Please quote the material exactly, every line of it.

**Materials provided**

-*-*-

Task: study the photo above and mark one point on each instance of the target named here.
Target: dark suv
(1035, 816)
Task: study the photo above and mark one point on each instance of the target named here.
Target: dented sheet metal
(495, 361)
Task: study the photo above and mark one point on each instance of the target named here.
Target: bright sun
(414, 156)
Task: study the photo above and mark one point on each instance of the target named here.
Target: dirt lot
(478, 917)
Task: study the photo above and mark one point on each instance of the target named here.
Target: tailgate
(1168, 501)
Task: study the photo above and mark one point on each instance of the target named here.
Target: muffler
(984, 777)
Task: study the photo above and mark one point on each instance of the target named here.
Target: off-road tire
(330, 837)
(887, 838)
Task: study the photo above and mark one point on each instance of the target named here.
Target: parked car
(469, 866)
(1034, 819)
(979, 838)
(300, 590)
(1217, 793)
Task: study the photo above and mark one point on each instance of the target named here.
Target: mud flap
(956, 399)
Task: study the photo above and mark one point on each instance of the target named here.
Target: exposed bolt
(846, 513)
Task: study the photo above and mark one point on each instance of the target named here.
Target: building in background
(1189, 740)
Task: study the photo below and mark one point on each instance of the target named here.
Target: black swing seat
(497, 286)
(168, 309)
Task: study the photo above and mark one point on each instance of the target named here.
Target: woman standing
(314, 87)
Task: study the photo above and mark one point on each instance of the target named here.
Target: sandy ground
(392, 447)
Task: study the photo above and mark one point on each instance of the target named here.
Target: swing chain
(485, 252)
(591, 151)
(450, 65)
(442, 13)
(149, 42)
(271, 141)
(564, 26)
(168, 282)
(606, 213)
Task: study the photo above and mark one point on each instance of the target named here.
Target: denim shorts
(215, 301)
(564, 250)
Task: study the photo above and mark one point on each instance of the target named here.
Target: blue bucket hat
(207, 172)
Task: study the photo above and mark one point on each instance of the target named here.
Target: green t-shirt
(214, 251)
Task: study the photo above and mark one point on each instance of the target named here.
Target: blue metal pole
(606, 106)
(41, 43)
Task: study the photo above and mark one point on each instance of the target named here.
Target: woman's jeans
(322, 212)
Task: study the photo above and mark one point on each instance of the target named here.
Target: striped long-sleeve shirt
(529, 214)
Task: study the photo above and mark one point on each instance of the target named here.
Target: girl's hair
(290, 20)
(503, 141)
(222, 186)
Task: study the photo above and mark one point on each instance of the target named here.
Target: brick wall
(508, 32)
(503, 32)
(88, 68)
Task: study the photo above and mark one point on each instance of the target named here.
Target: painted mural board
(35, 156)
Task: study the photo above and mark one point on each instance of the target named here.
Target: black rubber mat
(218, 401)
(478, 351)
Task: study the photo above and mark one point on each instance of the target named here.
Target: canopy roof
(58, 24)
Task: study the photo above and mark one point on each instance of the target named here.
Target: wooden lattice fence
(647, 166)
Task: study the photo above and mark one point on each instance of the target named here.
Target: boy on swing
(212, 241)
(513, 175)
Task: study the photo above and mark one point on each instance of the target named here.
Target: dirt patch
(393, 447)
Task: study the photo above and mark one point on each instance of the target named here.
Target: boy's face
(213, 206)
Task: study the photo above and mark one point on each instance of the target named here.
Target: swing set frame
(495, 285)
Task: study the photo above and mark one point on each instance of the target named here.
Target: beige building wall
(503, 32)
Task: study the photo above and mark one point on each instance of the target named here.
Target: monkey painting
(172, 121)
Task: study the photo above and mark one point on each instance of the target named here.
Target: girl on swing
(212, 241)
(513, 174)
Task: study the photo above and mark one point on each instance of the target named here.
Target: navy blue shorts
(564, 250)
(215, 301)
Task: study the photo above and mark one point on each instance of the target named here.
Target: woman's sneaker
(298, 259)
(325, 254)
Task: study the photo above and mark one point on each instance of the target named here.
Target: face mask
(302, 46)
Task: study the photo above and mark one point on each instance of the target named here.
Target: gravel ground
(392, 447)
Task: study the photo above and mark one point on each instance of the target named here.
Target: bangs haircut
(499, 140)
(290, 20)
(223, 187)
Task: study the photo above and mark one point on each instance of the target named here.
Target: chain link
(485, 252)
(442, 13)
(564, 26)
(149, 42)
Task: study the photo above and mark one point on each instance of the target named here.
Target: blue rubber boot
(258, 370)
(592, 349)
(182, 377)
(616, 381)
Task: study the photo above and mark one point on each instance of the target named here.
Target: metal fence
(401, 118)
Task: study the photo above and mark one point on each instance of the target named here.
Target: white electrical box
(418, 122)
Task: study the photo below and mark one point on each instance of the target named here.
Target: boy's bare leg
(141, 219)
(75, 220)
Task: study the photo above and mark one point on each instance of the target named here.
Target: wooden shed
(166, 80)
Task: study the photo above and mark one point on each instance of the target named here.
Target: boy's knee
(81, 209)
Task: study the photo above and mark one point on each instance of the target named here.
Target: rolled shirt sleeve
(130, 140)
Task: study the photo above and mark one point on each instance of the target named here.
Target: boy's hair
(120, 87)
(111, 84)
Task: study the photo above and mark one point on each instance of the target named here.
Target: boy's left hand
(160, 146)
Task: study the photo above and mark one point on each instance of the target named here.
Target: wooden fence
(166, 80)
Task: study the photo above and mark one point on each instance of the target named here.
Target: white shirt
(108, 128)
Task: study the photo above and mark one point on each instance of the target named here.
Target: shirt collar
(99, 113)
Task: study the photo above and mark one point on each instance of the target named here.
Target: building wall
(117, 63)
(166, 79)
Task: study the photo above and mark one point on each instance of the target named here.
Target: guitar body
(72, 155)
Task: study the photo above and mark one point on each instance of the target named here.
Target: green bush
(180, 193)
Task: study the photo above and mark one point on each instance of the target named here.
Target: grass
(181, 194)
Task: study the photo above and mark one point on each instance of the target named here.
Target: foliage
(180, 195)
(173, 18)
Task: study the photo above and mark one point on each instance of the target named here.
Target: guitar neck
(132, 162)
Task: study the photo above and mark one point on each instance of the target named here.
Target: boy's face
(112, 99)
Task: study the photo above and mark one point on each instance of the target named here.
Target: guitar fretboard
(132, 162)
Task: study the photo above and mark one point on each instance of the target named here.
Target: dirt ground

-*-*-

**Complete output**
Task: study the photo above and mark one point on each instance of the target named here.
Target: dark suv
(1035, 816)
Task: study the photo above and mark one point on each instance of the target named here.
Target: dented sheet metal
(495, 361)
Task: study the photo above and mark one point on each instance of the target named here.
Target: bright sun
(414, 156)
Task: study the photo above and mark one point on each instance of the target named here.
Target: dirt lot
(478, 917)
Task: study the photo above and mark one point on each instance of the target named here.
Target: tailgate
(1168, 501)
Task: study the photo above and mark one point on each instance of the target named here.
Target: muffler
(984, 777)
Task: study the photo above and mark one point on each instance of the target named here.
Target: off-road tire
(330, 837)
(887, 838)
Task: study the photo above and mark one point on each instance of the target named here.
Target: parked car
(469, 866)
(1034, 819)
(979, 838)
(300, 590)
(1217, 793)
Task: study the photo above and mark one point on each instance of the target named here.
Target: mud flap
(956, 399)
Task: study the photo above and mark one point on each instance of the target named here.
Target: exposed bolt
(846, 513)
Task: study the photo above and mark one point on each instance of the target named here.
Target: building in background
(1189, 740)
Task: study the photo below and mark one point on each instance of the target named here.
Target: black swing seat
(497, 286)
(168, 309)
Task: study the photo above and mark one point on each instance of the target named here.
Target: woman standing
(314, 87)
Task: study the photo above and mark one point on each instance of the target named here.
Target: sandy ground
(392, 447)
Task: study the photo above and mark one point on each instance of the target named here.
Target: swing chain
(485, 252)
(591, 151)
(450, 65)
(442, 13)
(149, 42)
(271, 141)
(564, 26)
(168, 282)
(606, 213)
Task: study the photo above and mark one point on each instance of the target named here.
Target: denim shorts
(215, 301)
(564, 250)
Task: study the photo above and mark one point on each instance of the target named here.
Target: blue bucket hat
(207, 172)
Task: study the photo above and mark one point on each instance of the target named here.
Target: green t-shirt
(214, 251)
Task: study the photo above and mark one point on each instance of the target named here.
Target: blue metal pole
(606, 106)
(41, 43)
Task: study the photo above and mark one point on each instance of the target named here.
Target: woman's jeans
(322, 212)
Task: study the photo above and mark one point on each instance of the target named here.
Target: striped long-sleeve shirt
(529, 214)
Task: study the photo above and mark one point on each instance of the target named here.
Target: girl's hair
(290, 20)
(503, 141)
(222, 186)
Task: study the photo above and mark one point on each instance of the target named here.
Target: brick wall
(508, 32)
(503, 32)
(88, 68)
Task: study the photo above and mark one point on each instance of the target named here.
Target: painted mural board
(35, 156)
Task: study the photo above and mark one point on each instance of the target named here.
Target: black rubber mat
(218, 401)
(478, 351)
Task: study the photo above and mark one point on each instance of the target named here.
Target: canopy roof
(58, 24)
Task: study the photo above and mark one point on each instance of the target named here.
Target: wooden lattice fence
(647, 166)
Task: study the photo above and mark one point on each instance of the target named here.
Target: boy on swing
(212, 241)
(513, 175)
Task: study the photo above and mark one point on each instance of the target named here.
Target: dirt patch
(393, 447)
Task: study the photo above and mark one point on each instance of the target named here.
Target: boy's face
(213, 206)
Task: study the photo above and mark one point on each instance of the target named here.
Target: swing set frame
(495, 285)
Task: study the photo above and mark one point on each instance of the target named here.
Target: beige building wall
(503, 32)
Task: study the photo above and mark one point on each instance of the target named here.
Target: monkey painting
(172, 121)
Task: study the photo above and mark one point on each instance of the target named here.
Target: girl on swing
(212, 241)
(513, 174)
Task: study the photo above and mark one point on each instance of the target named here.
Target: navy blue shorts
(564, 250)
(215, 301)
Task: study the photo above and mark one point on each instance of the target named here.
Target: woman's sneaker
(298, 259)
(325, 254)
Task: study the photo above and mark one point on each instance of the target named here.
Target: face mask
(302, 46)
Task: study the photo above and mark one point on each instance of the target named here.
Target: gravel ground
(392, 447)
Task: study the photo above and mark one point on each instance of the target named here.
Target: bangs haircut
(499, 140)
(290, 20)
(223, 187)
Task: study the photo above and mark one point on each instance of the target named here.
Target: chain link
(485, 252)
(442, 13)
(564, 26)
(149, 42)
Task: study the photo above and mark one point on each instance of the target named here.
Target: blue rubber boot
(258, 370)
(592, 349)
(182, 377)
(616, 381)
Task: study the photo above and mark one point on each instance of the target named here.
Target: metal fence
(401, 118)
Task: study the photo above and mark one point on each instance of the target named here.
Target: white electrical box
(418, 122)
Task: study the photo below and mark one point on each instance of the target named here.
Target: boy's bare leg
(141, 219)
(75, 220)
Task: study the photo above and mark one point on each instance of the target named here.
Target: wooden shed
(166, 80)
Task: study the photo above and mark one point on each instance of the target named here.
Target: boy's knee
(81, 209)
Task: study the photo above and mark one point on each instance of the target named here.
Target: rolled shirt sleeve
(130, 140)
Task: study the photo above and mark one point on each instance of the target named here.
Target: boy's hair
(120, 87)
(111, 84)
Task: study the photo above and mark one point on each instance of the target named here.
Target: boy's left hand
(160, 146)
Task: study the photo above and mark one point on each instance of the target named here.
Target: wooden fence
(166, 80)
Task: study the photo above and mark one point on each instance of the target named here.
Target: white shirt
(108, 128)
Task: study the photo above and mark one point on each instance of the target named here.
Target: shirt collar
(99, 113)
Task: study the photo above and mark one point on each instance of the target named here.
Target: building wall
(117, 63)
(166, 79)
Task: study the photo above and mark one point on each instance of the target named here.
Target: guitar body
(72, 155)
Task: study the photo above and mark one point on each instance of the target named here.
Target: green bush
(180, 193)
Task: study the photo above and mark one point on each instance of the target named here.
Target: grass
(181, 194)
Task: study the photo above and mark one point on each instance of the target named here.
Target: foliage
(180, 195)
(173, 18)
Task: study the photo above and mark one point on each instance of the target named here.
Target: guitar neck
(132, 162)
Task: study the photo above and mark one point on each instance of the target named here.
Target: boy's face
(112, 99)
Task: study the photo above and mark one point on each instance of the target named here.
Target: guitar fretboard
(132, 162)
Task: study the photo above and mark one point on each instance of the target named here.
Target: dirt ground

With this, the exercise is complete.